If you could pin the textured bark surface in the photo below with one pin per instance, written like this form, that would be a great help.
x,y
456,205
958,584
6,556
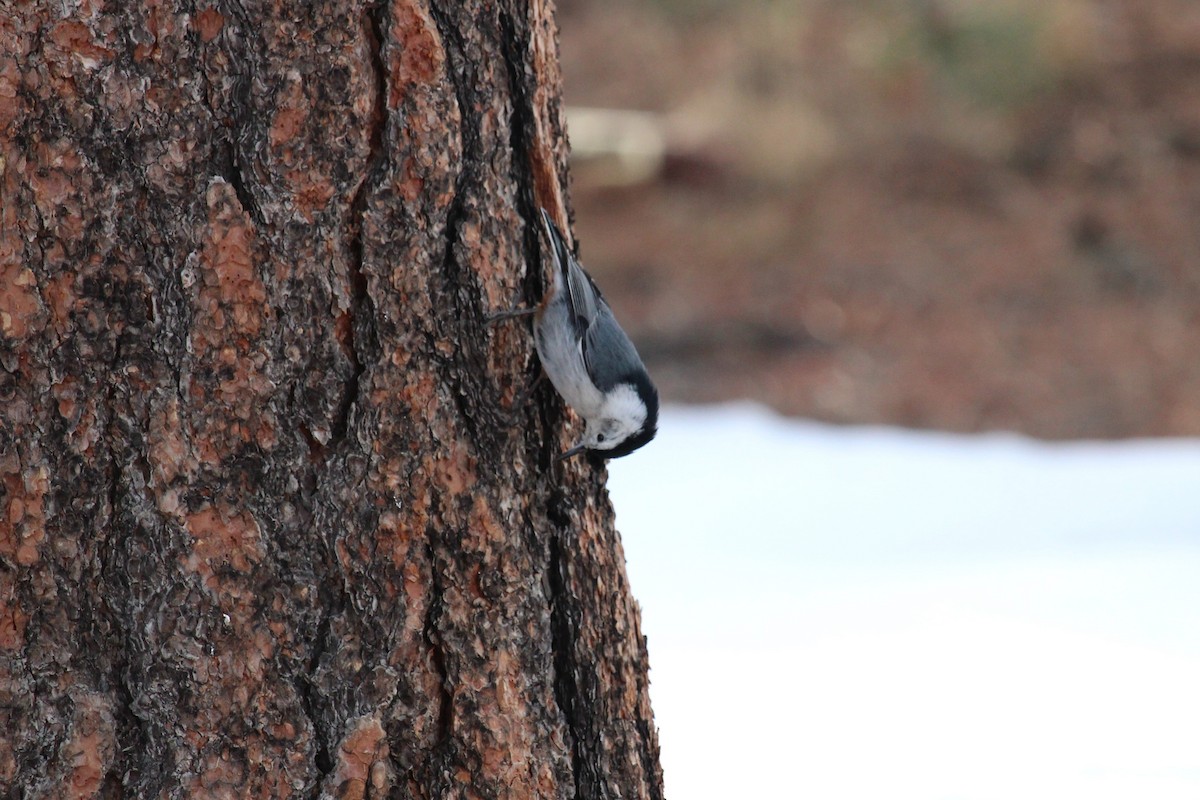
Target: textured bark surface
x,y
270,524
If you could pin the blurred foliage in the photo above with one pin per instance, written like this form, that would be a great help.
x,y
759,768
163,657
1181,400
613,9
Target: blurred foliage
x,y
989,53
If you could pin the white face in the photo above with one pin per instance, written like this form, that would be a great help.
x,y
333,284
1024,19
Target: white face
x,y
622,416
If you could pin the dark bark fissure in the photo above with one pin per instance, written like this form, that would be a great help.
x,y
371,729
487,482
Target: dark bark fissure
x,y
564,630
437,653
361,335
521,127
468,370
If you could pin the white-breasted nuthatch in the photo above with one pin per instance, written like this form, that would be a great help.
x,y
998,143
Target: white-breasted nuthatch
x,y
591,361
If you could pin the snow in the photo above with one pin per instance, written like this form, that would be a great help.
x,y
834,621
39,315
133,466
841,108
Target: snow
x,y
863,613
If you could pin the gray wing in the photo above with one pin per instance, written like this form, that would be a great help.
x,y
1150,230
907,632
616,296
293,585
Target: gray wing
x,y
581,293
609,354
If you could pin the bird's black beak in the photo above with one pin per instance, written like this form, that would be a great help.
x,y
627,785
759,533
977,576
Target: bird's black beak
x,y
574,451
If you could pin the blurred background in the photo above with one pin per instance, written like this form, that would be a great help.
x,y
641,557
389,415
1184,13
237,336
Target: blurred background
x,y
889,262
963,215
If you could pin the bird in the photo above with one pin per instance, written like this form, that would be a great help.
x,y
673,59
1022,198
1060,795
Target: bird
x,y
591,361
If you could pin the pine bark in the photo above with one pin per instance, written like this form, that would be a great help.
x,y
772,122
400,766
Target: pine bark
x,y
273,521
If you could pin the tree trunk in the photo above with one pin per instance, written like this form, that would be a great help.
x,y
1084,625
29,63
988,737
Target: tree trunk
x,y
271,519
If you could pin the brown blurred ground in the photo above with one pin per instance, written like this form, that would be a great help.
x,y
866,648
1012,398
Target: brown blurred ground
x,y
965,215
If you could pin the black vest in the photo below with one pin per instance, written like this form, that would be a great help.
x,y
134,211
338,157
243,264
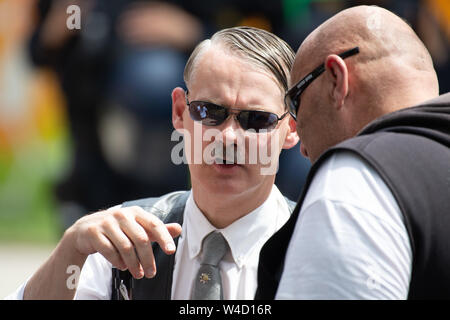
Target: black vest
x,y
410,150
169,208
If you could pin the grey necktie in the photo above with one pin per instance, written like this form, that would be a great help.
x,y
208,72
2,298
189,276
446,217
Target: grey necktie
x,y
208,283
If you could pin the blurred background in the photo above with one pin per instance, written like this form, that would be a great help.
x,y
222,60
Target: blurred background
x,y
85,115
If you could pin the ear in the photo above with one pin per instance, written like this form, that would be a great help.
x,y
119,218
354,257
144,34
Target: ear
x,y
292,136
337,73
178,107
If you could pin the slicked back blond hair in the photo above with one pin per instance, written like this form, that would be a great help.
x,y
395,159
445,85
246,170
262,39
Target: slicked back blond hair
x,y
259,47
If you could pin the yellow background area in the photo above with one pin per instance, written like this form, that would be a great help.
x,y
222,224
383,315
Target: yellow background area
x,y
33,137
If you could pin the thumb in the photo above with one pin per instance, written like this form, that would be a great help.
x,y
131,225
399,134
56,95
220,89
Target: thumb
x,y
174,229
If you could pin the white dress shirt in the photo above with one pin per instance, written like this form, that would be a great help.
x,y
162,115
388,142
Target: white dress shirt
x,y
239,267
349,241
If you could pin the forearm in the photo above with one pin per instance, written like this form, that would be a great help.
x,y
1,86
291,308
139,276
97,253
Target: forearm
x,y
53,280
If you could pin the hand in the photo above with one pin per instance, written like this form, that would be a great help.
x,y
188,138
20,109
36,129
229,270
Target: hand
x,y
124,236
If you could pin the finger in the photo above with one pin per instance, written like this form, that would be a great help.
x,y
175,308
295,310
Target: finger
x,y
174,229
125,247
156,230
142,244
103,246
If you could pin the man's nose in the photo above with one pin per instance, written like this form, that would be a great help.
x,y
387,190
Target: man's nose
x,y
231,130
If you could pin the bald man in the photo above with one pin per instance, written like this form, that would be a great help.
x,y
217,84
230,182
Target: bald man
x,y
373,220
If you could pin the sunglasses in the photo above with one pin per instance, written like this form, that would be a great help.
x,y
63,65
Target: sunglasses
x,y
292,97
211,114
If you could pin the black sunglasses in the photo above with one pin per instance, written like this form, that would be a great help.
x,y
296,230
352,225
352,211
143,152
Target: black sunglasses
x,y
211,114
292,97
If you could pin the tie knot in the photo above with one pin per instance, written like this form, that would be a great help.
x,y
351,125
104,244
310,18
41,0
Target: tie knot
x,y
214,248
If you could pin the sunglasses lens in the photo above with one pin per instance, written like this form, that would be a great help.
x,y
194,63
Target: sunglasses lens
x,y
257,120
209,114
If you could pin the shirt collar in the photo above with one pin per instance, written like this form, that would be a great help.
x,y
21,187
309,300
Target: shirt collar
x,y
245,234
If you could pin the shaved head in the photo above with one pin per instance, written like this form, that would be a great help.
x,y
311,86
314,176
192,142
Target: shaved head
x,y
393,70
390,50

_What to work on_
When a line of the material holds the string "below", copy that line.

_Exercise answer_
If you could pin the textured bark surface in the photo below with one pin per instance, written like this form, that would be a great help.
If you could pin the black vest in the photo below with one pin per instance, written like this form, that would be a great help.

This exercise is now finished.